== EXERCISE TEXT ==
■ ■ ■ ■
Moment of Friday: ‘Biomass Man’ creator Megan Daalder sees into ‘Black Mirror’
As far as musicals go, “Eureka and the Biomass Man” revolves around a pretty unusual topic: a love story between a custodian named Eureka and a large blob of synthetic biological materials known as Biomass Man. There is singing and music and a 7-foot blob puppet. And it’s all part of a performance staged by Megan Daalder at the Five Car Garage gallery in Santa Monica (which is, literally, a five-car garage).
“The whole story takes place in 2100 when climate change has forced us to implement adaptive strategies, and synthetic biology is one of the strategies,” Daalder says of her musical, which revolves around the biomass creature, who filters atmosphere pollutants, and the human janitor hired to clean Biomass Man’s room.
“Singing is her coping mechanism and eventually the Biomass takes an interest in her singing,” says the artist, who, incidentally, plays the title role of Eureka in the show. “Then it kind of learns to sing with her and they eventually fall in love with each other.”
For Daalder, an 18-minute musical about synthetic biology is not entirely unusual. Her work frequently explores the overlap between art and science and even sci-fi. (She once did a performance that consisted of a series of choreographed movements linked to a video about artificial intelligence algorithms.)
■ ■ ■ ■
== WORK ORDER 1 ==
Using the article on Megan Daalder's musical, explain in one to three sentences why synthetic biology has a place in the world of the story.
== WORK ORDER 2 ==
Set down word for word the part of the article on Megan Daalder's musical between "Moment of Friday: ‘Biomass" and "a five-car garage).", inclusive.
Rely only on the article on Megan Daalder's musical.

== Stored data entries ==
■ ■ ■ ■
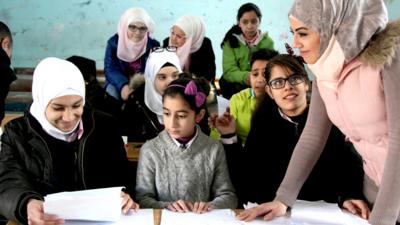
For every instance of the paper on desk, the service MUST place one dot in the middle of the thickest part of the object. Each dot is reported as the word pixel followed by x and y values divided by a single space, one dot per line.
pixel 102 204
pixel 311 213
pixel 319 212
pixel 217 217
pixel 141 217
pixel 223 103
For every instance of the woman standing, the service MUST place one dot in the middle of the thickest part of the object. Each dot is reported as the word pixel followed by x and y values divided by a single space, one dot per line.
pixel 357 89
pixel 194 49
pixel 127 51
pixel 239 43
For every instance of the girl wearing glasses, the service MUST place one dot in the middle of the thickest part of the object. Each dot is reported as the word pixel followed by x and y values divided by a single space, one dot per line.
pixel 337 176
pixel 127 51
pixel 194 50
pixel 356 63
pixel 239 43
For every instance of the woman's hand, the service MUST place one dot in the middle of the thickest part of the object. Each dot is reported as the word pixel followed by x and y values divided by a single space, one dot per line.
pixel 202 207
pixel 357 207
pixel 125 92
pixel 180 206
pixel 128 203
pixel 269 210
pixel 36 215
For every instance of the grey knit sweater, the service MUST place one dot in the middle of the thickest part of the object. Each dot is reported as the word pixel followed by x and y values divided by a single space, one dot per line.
pixel 167 173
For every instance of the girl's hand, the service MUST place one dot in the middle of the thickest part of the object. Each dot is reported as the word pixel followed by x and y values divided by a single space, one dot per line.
pixel 128 203
pixel 36 215
pixel 180 206
pixel 357 207
pixel 225 124
pixel 202 207
pixel 269 210
pixel 125 92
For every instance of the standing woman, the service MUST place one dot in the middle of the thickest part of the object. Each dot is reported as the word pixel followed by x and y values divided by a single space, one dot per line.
pixel 194 50
pixel 142 115
pixel 357 89
pixel 239 43
pixel 127 51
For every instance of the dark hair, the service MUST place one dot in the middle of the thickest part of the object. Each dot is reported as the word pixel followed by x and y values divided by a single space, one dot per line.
pixel 5 32
pixel 235 29
pixel 177 87
pixel 263 54
pixel 265 104
pixel 86 66
pixel 286 61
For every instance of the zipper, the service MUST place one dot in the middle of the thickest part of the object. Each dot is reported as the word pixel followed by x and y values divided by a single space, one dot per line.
pixel 46 147
pixel 81 151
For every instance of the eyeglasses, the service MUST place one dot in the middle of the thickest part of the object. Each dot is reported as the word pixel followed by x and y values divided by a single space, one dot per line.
pixel 279 83
pixel 134 28
pixel 178 36
pixel 161 49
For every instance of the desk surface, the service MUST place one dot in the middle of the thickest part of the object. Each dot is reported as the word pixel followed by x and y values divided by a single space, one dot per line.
pixel 156 214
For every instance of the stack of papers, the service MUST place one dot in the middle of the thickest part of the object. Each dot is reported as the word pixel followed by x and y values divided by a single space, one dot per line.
pixel 141 217
pixel 97 204
pixel 217 216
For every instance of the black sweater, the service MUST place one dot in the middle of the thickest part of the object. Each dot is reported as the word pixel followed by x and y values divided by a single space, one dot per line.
pixel 338 174
pixel 30 162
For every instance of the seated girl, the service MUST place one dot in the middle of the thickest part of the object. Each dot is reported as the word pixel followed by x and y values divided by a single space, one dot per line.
pixel 59 145
pixel 182 169
pixel 337 176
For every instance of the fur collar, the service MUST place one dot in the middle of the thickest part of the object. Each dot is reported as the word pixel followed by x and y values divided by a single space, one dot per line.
pixel 382 48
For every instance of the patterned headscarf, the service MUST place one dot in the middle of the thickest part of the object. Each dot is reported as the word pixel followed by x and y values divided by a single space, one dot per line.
pixel 156 60
pixel 127 50
pixel 194 30
pixel 353 22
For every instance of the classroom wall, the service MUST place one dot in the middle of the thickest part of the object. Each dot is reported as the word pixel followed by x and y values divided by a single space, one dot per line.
pixel 60 28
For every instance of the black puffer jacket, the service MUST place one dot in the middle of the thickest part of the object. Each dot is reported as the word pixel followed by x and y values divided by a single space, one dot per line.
pixel 27 167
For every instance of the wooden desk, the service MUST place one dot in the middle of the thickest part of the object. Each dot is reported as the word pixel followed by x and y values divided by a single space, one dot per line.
pixel 156 213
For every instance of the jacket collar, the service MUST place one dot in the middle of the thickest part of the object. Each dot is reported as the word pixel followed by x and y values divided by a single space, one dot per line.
pixel 382 48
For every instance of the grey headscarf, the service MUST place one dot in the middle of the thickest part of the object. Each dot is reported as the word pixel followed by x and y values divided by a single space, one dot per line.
pixel 353 22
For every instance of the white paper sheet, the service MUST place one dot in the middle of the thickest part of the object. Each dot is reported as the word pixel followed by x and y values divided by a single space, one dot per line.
pixel 312 213
pixel 97 204
pixel 214 217
pixel 223 103
pixel 141 217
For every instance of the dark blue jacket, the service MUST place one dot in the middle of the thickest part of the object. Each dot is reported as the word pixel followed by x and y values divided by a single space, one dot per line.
pixel 116 70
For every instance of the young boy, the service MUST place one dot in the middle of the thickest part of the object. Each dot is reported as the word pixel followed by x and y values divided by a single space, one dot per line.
pixel 6 73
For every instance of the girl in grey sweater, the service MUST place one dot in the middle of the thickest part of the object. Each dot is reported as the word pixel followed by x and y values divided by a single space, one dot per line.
pixel 182 169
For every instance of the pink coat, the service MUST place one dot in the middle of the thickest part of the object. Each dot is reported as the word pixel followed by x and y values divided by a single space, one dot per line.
pixel 355 104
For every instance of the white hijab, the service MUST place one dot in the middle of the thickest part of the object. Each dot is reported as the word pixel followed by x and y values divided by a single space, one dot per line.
pixel 128 50
pixel 156 60
pixel 54 78
pixel 194 29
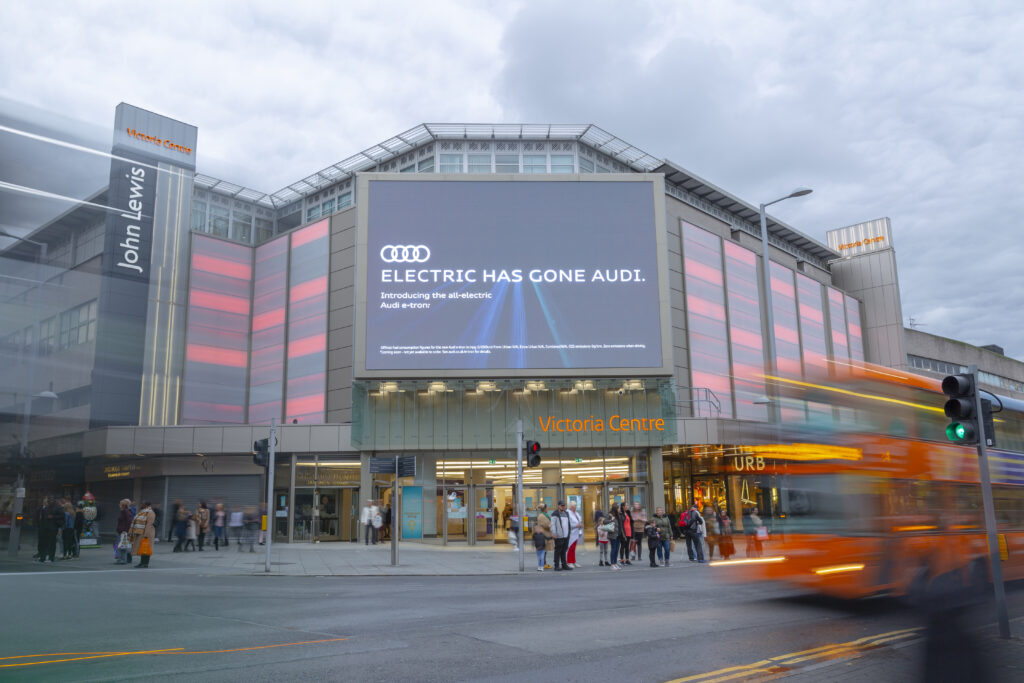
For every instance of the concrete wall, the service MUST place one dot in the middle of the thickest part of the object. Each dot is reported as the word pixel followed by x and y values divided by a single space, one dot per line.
pixel 341 310
pixel 872 278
■ ■ ■ ■
== ANSWER AREA 1 ==
The story takes place in 2100, when climate change has forced people to put adaptive strategies in place, and synthetic biology is one of those strategies. Biomass Man, made of synthetic biological materials, filters pollutants from the atmosphere.

== ANSWER AREA 2 ==
Moment of Friday: ‘Biomass Man’ creator Megan Daalder sees into ‘Black Mirror’
As far as musicals go, “Eureka and the Biomass Man” revolves around a pretty unusual topic: a love story between a custodian named Eureka and a large blob of synthetic biological materials known as Biomass Man. There is singing and music and a 7-foot blob puppet. And it’s all part of a performance staged by Megan Daalder at the Five Car Garage gallery in Santa Monica (which is, literally, a five-car garage).